Image records on named regions
++++++++++

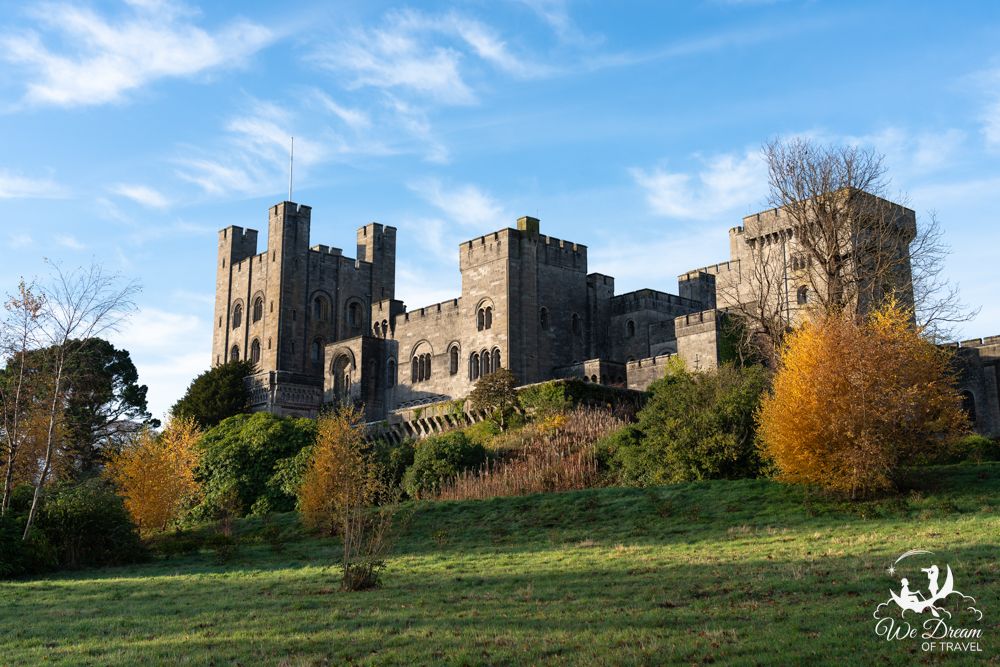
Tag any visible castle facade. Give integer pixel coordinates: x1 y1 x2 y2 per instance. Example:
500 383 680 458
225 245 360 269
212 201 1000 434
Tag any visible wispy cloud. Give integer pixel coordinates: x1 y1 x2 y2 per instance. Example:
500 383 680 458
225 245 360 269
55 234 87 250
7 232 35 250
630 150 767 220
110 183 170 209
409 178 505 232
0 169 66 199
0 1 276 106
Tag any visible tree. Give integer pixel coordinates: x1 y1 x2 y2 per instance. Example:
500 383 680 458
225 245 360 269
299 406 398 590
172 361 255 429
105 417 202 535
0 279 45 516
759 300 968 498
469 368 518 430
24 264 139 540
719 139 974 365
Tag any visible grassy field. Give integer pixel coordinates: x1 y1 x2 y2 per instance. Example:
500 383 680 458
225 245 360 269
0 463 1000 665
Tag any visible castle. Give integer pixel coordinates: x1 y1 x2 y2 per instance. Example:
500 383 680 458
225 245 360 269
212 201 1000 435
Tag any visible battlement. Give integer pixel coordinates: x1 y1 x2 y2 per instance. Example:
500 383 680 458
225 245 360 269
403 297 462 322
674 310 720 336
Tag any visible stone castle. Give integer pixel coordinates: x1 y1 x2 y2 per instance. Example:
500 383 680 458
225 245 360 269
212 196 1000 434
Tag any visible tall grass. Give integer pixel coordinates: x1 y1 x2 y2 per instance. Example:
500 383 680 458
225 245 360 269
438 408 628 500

++++++++++

DIRECTIONS FOR THIS TASK:
Rewrite all the records above as a JSON list of strings, with one string per line and no blank lines. Leave out the pictures.

EXPECTED ANSWER:
[
  "Tag any visible castle facade. Give integer pixel coordinates: x1 y1 x2 y2 per instance. Example:",
  "500 383 680 458",
  "225 245 360 269",
  "212 201 1000 434",
  "Tag any visible wispy cloud. Give integer pixel coordinates: x1 y1 x2 y2 per instance. Example:",
  "500 383 680 458",
  "225 245 360 269",
  "55 234 87 250",
  "7 232 35 250",
  "630 150 767 220",
  "110 183 170 209",
  "409 178 505 232",
  "0 169 66 199",
  "0 1 276 106",
  "Tag any visible tree. Give integer pixel coordinates: x1 y1 x2 y2 per instance. Example:",
  "500 383 680 458",
  "225 245 360 269",
  "299 406 398 590",
  "172 361 255 429",
  "105 417 202 535",
  "0 279 45 516",
  "759 300 968 498",
  "469 368 518 430",
  "24 264 139 540",
  "719 139 974 365",
  "Tag any visible grassy field. Give integer pixel coordinates: x1 y1 x2 y2 per instance. Example:",
  "500 383 680 458",
  "225 245 360 269",
  "0 463 1000 665",
  "Tag any visible castle. Give integer pixel coordinates: x1 y1 x2 y2 per instance. Example:",
  "500 383 680 458",
  "225 245 360 269",
  "212 201 1000 435",
  "Tag any visible battlement. Give integer pixel coordinates: x1 y1 x2 y2 per instance. Example:",
  "500 383 680 458",
  "225 245 360 269",
  "403 297 462 322",
  "674 310 720 336",
  "Tag any visible stone castle. Give integer pixel coordinates: x1 y1 x2 y2 per instance. Example:",
  "500 383 680 458",
  "225 245 360 269",
  "212 196 1000 434",
  "Tag any visible tall grass. Give integer pixel coordinates: x1 y1 x2 y2 per instance. Example:",
  "500 383 680 458",
  "225 245 360 269",
  "438 408 628 500"
]